▶ _Work request_: In the essay below about catching illness from a small child, which day of the thirty days of essays is the writer on?

The Germ of An Idea
So here we are on day eleven of my thirty days of essays, and for the first time, I'm behind. As you probably recall, initially there was a flurry of activity as I wrote four essays in rapid succession, thus taking care of the first eight days of essays and culminating on the day I apparently decided to see if I really needed to see a plastic surgeon, or whether I could manage a "do it yourself" sort of alteration, by attempting to use gravity and poorly placed heavy objects to see if I could rearrange the bones in my face.
All that attempt managed was to knock whatever sense of humor I have completely out of my head.
Actually, the truth is that for much of the ensuing time, I've been sick. And not in the "um, we read your essays, Liam, WE could have told you that" sense, either.
You see, I've been spending a significant amount of time with my 4 year old son, because after tomorrow, I will never see him again. Oh, he's not going anywhere, he just won't be my 4 year old son any more.
But one of the things parents of small children will tell you is that they have an astonishing ability to visit plagues and other pestilences upon our houses. Really, you can visit the infectious disease ward of your local hospital, and there's a good chance that you won't come down with even a sniffle, but have a single-digit aged child in your house, and no matter how liberally you slather yourself down with "Purell", no matter how often you scrub them down in the bath tub, you will spend the vast majority of your time ill.
You can even commission a major prophylactic manufacturer to build a giant, full-body condom and wear it 24x7, breathing through a sophisticated HEPA filter, never allowing even the most basic of human-to-human contact, and somehow you will still end up sick. And looking like a complete dork. Or, um, so I would imagine.
And the most tragic part of the whole thing is that those same children, those "typhoid Mary" toddlers somehow manage to sneeze twice, whine for the better part of an hour and a half, and then bounce back like nobody's business, while their unsuspecting parents, who take such care NOT to shake each other's hands just moments after admiring on one of the fingers of one of those hands a world-record-setting booger carefully extracted from a nostril, their adult bodies react in much the same fashion as one might react to a close encounter with a speeding semi tractor trailer, but with significantly less visible tread damage.

(Region pointing data)
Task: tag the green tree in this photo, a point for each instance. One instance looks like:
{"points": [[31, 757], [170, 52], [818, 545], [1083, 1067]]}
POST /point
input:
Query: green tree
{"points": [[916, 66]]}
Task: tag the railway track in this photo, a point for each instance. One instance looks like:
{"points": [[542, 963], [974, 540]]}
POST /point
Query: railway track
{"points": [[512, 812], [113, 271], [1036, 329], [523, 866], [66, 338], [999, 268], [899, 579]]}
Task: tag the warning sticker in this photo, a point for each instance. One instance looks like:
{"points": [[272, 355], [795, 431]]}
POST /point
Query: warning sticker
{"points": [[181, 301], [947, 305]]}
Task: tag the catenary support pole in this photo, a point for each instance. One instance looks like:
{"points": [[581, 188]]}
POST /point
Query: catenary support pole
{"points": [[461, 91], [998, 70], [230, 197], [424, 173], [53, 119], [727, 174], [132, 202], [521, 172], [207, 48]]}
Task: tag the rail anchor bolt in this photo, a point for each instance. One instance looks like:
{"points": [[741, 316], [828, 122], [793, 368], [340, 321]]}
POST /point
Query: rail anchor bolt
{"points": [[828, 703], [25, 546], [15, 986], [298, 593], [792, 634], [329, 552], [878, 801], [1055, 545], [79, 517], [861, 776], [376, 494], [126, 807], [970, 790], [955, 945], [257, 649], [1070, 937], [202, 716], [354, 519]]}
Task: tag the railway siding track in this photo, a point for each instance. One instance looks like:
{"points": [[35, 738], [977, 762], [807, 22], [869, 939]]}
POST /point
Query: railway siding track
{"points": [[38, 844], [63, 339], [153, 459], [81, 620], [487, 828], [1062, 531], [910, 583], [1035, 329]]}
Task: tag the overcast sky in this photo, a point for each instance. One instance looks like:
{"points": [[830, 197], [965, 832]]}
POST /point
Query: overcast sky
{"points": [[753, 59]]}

▶ _Task result_: Day eleven.